▶ _ACTIVITY_: Look through the entries below and show every line containing the word "microphone".

▶ _SUPPLIED INFORMATION_:

__________

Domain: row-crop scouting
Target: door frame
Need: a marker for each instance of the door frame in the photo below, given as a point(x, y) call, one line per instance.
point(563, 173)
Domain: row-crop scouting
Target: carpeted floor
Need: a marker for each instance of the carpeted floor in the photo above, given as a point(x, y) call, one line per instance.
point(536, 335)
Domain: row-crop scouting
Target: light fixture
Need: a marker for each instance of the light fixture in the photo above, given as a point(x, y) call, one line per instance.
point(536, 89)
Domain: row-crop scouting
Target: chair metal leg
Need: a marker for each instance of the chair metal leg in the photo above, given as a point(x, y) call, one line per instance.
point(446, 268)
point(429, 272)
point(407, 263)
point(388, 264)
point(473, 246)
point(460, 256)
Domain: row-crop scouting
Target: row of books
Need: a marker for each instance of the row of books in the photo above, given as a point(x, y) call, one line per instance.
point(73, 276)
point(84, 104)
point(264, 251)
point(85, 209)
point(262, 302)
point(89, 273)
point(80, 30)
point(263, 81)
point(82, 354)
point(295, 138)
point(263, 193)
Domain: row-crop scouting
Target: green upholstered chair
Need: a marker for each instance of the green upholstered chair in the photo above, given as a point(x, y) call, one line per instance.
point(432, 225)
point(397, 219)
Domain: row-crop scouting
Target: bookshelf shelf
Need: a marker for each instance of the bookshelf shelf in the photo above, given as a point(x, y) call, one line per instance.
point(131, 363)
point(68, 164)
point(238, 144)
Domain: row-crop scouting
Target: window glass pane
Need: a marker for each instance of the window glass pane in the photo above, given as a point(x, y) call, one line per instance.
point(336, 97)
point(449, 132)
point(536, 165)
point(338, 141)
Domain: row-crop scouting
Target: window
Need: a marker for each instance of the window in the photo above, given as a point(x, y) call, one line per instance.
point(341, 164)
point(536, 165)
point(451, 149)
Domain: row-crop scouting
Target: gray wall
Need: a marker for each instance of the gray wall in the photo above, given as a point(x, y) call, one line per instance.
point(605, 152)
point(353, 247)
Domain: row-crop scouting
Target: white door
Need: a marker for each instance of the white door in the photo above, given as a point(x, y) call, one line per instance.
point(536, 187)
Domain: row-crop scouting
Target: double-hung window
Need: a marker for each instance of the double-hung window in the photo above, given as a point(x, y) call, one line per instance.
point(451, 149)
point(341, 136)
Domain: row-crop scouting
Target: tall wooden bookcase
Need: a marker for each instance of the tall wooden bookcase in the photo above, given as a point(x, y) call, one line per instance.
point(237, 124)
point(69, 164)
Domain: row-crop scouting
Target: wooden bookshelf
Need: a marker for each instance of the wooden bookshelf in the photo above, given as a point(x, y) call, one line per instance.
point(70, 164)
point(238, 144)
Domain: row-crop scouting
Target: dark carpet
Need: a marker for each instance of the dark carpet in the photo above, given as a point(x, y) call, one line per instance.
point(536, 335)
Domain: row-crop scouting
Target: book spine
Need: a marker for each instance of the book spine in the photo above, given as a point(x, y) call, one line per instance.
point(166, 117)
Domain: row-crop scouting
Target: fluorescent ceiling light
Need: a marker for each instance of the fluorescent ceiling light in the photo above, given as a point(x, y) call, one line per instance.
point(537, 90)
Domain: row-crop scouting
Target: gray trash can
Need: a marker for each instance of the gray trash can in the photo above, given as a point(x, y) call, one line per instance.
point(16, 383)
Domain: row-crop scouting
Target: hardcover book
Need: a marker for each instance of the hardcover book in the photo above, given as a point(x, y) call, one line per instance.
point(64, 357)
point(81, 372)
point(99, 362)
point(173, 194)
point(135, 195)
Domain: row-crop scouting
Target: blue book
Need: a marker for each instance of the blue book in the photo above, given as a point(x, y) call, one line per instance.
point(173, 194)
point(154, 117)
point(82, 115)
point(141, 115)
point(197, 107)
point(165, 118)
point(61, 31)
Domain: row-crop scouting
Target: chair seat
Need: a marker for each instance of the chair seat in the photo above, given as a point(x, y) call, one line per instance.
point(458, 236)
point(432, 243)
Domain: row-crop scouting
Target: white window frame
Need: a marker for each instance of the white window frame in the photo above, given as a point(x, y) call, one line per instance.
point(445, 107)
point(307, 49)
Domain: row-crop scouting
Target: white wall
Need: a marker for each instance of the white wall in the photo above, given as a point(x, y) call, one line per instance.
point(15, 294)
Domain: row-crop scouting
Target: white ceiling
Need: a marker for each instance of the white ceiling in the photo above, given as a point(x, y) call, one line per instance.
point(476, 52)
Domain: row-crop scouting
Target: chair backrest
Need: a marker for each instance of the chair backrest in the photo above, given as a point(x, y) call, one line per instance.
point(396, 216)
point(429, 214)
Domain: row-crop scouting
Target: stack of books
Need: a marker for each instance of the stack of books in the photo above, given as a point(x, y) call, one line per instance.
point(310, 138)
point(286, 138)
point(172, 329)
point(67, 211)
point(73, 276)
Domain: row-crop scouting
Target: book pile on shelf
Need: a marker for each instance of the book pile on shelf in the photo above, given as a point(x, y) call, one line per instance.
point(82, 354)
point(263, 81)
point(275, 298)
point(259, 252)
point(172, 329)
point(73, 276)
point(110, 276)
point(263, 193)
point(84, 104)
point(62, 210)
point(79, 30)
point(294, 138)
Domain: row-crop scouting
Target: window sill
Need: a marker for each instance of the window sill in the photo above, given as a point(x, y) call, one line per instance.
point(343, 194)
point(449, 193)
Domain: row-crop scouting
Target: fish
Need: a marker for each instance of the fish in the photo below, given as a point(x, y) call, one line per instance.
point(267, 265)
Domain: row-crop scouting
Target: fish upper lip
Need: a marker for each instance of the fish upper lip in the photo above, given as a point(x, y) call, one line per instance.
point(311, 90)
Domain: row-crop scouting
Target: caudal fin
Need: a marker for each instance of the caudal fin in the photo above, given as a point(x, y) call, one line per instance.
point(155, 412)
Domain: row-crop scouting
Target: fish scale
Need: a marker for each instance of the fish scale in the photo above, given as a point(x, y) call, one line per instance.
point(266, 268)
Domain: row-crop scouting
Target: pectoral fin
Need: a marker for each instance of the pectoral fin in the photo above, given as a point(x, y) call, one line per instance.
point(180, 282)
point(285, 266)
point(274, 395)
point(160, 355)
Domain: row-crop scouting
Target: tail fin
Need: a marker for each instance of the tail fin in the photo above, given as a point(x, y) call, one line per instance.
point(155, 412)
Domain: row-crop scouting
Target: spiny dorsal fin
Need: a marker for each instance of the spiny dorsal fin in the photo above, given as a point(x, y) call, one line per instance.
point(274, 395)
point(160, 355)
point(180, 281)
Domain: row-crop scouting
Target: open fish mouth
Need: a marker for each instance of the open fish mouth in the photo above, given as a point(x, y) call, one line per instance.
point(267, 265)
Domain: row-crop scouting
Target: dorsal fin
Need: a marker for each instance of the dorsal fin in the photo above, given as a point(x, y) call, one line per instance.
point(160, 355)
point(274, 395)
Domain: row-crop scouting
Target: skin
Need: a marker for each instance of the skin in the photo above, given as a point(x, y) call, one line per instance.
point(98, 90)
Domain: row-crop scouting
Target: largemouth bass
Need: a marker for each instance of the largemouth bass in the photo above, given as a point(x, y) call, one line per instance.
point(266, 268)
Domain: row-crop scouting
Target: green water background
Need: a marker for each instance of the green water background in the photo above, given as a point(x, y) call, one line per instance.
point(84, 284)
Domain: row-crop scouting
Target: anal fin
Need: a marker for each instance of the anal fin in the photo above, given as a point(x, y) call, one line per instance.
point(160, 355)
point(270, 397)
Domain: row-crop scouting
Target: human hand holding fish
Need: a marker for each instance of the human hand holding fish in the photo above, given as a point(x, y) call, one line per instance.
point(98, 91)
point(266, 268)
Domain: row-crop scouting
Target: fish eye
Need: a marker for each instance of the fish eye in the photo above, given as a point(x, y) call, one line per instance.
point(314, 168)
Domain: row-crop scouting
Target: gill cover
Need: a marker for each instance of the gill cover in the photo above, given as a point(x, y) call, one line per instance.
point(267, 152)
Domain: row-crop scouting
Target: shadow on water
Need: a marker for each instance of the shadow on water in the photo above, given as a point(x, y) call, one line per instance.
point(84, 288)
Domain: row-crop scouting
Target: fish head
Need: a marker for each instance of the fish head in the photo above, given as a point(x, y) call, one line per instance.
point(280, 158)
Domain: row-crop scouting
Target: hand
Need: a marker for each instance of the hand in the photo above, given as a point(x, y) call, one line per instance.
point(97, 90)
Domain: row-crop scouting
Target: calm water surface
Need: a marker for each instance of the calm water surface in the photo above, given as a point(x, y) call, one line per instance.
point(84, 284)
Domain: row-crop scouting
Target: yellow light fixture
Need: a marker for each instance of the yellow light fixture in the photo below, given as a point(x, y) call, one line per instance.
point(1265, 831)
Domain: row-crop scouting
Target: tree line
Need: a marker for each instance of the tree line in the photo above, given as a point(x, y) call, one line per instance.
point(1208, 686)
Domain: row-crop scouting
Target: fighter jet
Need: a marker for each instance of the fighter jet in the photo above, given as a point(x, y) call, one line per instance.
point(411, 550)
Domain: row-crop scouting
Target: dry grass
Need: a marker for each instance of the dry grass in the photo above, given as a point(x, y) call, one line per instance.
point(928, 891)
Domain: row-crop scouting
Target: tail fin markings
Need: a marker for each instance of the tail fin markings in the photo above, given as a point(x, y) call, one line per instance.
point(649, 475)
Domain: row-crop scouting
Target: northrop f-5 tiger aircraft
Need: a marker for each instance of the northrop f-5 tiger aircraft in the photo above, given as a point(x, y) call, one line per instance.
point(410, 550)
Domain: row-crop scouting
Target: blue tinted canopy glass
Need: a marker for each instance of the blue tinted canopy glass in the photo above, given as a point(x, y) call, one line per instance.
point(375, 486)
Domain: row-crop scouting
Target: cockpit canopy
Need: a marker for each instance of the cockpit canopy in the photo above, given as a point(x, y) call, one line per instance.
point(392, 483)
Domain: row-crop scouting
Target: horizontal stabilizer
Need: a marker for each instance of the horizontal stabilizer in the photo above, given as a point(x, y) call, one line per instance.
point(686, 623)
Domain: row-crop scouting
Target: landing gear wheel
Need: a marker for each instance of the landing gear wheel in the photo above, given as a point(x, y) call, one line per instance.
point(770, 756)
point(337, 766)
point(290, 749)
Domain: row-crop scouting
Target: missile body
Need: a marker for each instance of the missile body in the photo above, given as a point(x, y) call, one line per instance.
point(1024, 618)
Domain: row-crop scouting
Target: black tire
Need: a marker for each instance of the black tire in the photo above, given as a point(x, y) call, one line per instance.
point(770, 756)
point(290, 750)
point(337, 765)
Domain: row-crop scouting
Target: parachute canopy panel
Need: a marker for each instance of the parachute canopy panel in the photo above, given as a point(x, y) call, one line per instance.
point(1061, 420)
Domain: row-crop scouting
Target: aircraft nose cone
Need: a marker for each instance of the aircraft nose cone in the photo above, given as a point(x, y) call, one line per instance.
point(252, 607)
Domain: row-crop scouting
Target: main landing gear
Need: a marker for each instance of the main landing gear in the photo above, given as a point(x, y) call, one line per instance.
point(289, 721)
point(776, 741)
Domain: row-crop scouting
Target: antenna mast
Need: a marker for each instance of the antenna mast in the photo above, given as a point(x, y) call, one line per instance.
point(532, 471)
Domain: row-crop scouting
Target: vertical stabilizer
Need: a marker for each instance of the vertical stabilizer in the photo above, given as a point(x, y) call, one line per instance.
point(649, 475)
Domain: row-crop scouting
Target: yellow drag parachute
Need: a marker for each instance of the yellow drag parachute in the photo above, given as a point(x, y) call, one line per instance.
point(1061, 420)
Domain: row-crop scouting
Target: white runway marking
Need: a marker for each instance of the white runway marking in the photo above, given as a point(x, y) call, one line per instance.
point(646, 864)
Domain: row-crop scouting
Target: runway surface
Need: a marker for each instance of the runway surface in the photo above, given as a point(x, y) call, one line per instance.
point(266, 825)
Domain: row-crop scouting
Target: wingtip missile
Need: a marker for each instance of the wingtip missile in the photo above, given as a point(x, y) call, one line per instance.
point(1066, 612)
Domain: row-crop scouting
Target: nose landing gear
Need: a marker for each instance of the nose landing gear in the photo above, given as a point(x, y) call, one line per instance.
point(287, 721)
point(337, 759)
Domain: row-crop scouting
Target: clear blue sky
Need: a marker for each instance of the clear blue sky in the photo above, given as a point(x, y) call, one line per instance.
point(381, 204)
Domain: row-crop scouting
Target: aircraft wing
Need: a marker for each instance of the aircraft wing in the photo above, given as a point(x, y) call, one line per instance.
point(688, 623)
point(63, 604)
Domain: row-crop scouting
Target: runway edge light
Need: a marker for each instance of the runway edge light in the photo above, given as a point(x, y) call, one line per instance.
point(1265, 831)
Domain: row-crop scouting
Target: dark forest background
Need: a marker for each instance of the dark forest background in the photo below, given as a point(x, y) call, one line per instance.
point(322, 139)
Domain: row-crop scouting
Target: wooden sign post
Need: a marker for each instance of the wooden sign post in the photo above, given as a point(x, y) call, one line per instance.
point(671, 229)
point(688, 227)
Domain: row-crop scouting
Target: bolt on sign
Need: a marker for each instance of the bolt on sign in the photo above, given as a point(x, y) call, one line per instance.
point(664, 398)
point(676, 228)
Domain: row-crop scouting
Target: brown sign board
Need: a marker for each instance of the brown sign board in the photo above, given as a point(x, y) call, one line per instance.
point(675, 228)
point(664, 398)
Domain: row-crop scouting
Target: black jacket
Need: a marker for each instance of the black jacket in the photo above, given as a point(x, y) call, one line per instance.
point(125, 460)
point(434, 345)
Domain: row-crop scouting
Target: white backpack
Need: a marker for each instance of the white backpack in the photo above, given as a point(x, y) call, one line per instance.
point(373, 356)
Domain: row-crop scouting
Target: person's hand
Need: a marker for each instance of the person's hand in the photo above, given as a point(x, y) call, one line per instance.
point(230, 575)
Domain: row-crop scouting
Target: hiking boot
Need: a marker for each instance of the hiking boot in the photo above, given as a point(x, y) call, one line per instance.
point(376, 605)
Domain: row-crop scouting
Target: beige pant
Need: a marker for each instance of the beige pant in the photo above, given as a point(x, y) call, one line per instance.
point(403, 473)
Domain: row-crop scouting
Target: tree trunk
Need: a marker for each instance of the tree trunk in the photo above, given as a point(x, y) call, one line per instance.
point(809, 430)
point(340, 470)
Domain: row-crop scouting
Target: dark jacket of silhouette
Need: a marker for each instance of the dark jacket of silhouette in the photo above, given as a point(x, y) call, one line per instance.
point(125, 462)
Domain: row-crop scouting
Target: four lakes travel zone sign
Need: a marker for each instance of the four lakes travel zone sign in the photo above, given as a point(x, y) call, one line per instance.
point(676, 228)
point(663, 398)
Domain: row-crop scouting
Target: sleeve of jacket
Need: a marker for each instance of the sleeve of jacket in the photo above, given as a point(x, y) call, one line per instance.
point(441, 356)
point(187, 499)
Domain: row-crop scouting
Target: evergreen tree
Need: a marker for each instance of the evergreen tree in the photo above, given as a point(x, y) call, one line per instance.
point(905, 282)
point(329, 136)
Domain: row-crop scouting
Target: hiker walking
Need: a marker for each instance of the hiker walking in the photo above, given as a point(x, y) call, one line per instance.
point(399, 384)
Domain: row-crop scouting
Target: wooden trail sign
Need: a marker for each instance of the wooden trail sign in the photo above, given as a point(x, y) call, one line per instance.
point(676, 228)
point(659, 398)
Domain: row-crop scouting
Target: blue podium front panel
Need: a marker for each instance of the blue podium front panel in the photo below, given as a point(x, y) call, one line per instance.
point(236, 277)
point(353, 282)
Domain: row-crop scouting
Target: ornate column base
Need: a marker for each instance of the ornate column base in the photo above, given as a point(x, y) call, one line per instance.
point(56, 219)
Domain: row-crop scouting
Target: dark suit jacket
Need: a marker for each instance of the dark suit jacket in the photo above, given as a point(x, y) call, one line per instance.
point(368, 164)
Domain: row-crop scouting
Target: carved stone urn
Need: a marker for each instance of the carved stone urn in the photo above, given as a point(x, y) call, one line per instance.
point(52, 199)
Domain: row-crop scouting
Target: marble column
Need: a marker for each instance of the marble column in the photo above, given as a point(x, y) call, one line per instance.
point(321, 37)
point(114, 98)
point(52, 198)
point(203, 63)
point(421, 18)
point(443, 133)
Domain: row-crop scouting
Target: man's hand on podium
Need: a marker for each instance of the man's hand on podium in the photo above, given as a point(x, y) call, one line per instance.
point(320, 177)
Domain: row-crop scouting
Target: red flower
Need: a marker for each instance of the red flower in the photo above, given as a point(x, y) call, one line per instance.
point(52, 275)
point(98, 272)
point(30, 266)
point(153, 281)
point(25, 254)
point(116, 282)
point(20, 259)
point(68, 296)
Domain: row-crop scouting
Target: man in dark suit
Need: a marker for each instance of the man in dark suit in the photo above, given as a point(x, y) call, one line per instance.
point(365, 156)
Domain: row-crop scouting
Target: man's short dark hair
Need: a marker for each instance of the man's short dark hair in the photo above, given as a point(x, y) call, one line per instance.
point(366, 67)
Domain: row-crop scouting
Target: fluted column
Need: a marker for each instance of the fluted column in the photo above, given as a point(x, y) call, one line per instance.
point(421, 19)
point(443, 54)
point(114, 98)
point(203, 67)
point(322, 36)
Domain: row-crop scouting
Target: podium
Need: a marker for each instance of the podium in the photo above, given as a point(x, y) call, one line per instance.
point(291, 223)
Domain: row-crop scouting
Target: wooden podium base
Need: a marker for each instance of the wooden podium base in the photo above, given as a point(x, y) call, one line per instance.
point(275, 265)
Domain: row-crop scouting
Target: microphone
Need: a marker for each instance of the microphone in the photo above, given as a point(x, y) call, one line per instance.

__________

▶ _EXPECTED ANSWER_:
Target: microphone
Need: a marker for each instance of the microphone in the photo above, given as a point(x, y) call, one line per instance.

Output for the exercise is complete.